• [TEXT EXCERPT]:
# # # # #

Exclusive interview with On Chesil Beach director Dominic Cooke

On release now in selected Cineworlds, On Chesil Beach sees Ian McEwan adapt his own Booker Prize-nominated story. This powerful drama explores the courtship, marriage and tense honeymoon between young couple Florence (Saoirse Ronan) and Edward (Billy Howle), set in 1962 prior to the famous British 'youthquake'.

The movie is the feature film debut of esteemed theatre director Dominic Cooke, a veteran of productions such as The Crucible, and whose work has also extended to award-winning Shakespearean drama The Hollow Crown on TV. We caught up with Dominic to discuss the making of the movie and what it was like working with these two accomplished actors.


On Chesil Beach
is your feature film debut so what was it about this story that encouraged your transition from stage to the big screen?

Well yes, I've done theatre and television but I've always loved cinema. It was just a case of finding the right script. And this one really jumped out at me, in large part due to the quality of the writing. I've spent a lot of time reading scripts as a theatre director, and you subsequently become attuned to quality.

It was beautifully written. I loved the honesty of it. I loved the compassion inherent in this story about two young people struggling to connect in a world that has given them no such skills to do so. It's prior to the cultural revolution of the mid to late 1960s and I loved the depiction of that stuffy world. There were lots about it that appealed and made me realise that I'd love to adapt it.

You mentioned the script there and somewhat unusually, Ian McEwan adapts his own novella. What was the nature of the collaboration with him on the script?

Well what happened was, the script had first been written a few years prior to production, and then the initial team attached to the project moved onto something else.

It then languished for a bit. Liz Carlton, my producer, rediscovered it, so it had already been around for a while. Then, when I first came on board, I talked with Ian about where I thought it could go, although it did feel quite evolved already as a script. It wasn't one that needed a massive amount of rethinking.

Obviously, I then read the book, which I hadn't done before. And finally, the whole thing began to move forward, and we sat down together, thinking about the various acts of the film, what was happening and where things were going.

Some other bits also needed clarifying. When I first read the script, the scene with the train accident, for instance, wasn't in it, and I thought that was a key moment of backstory that needed to be in there. A lot of the work was on the last section of the script.

So much of Ian McEwan's work is about getting inside the characters' heads and exploring what they're not saying to each other. How much of a challenge is it to take something that's internal and put it on to the big screen?

The key thing with that, I think, is getting the right actors. How do they convey things through body language? And how do they convey the period? That's what successful casting is all about. And both actors in this movie convey a very complex inner life. On the big screen, there's a space in which you can see all of that happening.

Talking about Saoirse Ronan and Billy Howle, how extensive was the process in discovering the right actors?

Around the time that Ian and I first met, Saoirse's film Brooklyn came out and I loved the movie. She was just perfect in it.

Having watched that, I thought she would be an ideal Florence because of her ability to convey both an outer and inner reality, simultaneously. There's also a delicacy, a gentleness, a fineness about her that was perfect for Florence. And of course, she already had a great relationship with Ian's work, having made Atonement. When On Chesil Beach had first been adapted into the script, she was too young to play the part, but she was exactly the right age when it finally came to starting production. So, I met with her and we just connected.

# # # # #

• [DATA SECTION]:
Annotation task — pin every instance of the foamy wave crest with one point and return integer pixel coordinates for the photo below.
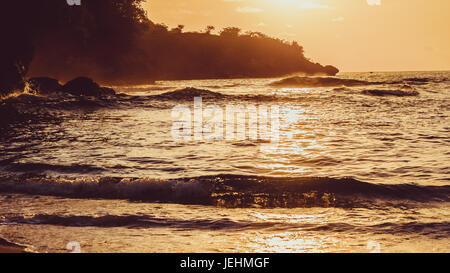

# # # # #

• [WORK INSTRUCTIONS]:
1 > Answer these from the On Chesil Beach interview:
(a) In what year is the story set?
(b) Who rediscovered the script after it had languished?
(c) Which scene was missing from the script when Cooke first read it?
2 > Continue the On Chesil Beach interview from its last line.

• [OUTPUTS FOR THE TASKS]:
1 >
(a) 1962
(b) Liz Carlton, Cooke's producer
(c) The scene with the train accident

2 >
Finding Edward was much harder. A lot of young actors don't have that singular type of masculinity in them. We met a lot of great actors who didn't necessarily have the right feel for either the character or the period depicted. We then met with Billy and put him together with Saoirse and their chemistry was great. Billy can communicate thought between the lines, so we knew we'd found our Edward.

Although there are several characters in the story, essentially this is a very intimate tale about two people, for the large part holed up in a Dorset hotel room. Both actors are incredible in conveying the awkwardness and trepidation of the new marriage, so how much rehearsal time went into that?

We did do a few days' rehearsal. It helps enormously when you get actors of this calibre who are so highly attuned. Both of them had a sense of storytelling and were also very curious, ready to tackle what the story beats were as well as working on the internal lives of their characters. I was pushing them all the time to go deeper, internally, and then to show that.

There's this tension between what's going on beneath and what their characters want to show outwardly. A lot of the awkwardness comes from what's not being said. There's also a claustrophobia to that hotel room in terms of how poky and unromantic it is.

Was there anything that translated from your extensive theatre background into the making of this film?

Yes, a lot. I mean, this is an actor's film, really. It's a film that relies a lot on the details of performance. The language of working with actors becomes second nature to a theatre director. This is a movie about psychology and inner lives, so the process of working with the actors wasn't unfamiliar to me, given my theatre background. I could mainly focus on those areas while pulling together in a wider sense with my brilliant design team to make the thing work as a piece of cinema.

Yes, because your cinematographer Sean Bobbitt has worked extensively with director Steve McQueen in the past on films like 12 Years a Slave. What was the visual approach that he brought to this?

He's a real artist is Sean. He's very collaborative. And what I love about his work with Steve McQueen was I couldn't see the joins in their work. I couldn't tell which bits were Sean's and which bits were Steve's. Each of their films has such a distinctive look, depending on the subject matter, and both of those things were important. He's also an actor's cinematographer, and I think it helps that he operates the camera himself. That's all the better for absorbing the nuances of an actor's performance.

I didn't do any storyboards on this film, so by the time we got on set, we thought a lot about, for instance, the films of John Huston, in which he would only cut when he absolutely needed to cut. We also kept all green colours out of the interior scenes, because green is said to have a psychological and emotional impact on the viewing audience. By removing it, we create our own kind of impact.

Going back to Saoirse Ronan, she's an extraordinary actress who rarely puts a foot wrong in anything. To what extent did her involvement in the film help raise its profile?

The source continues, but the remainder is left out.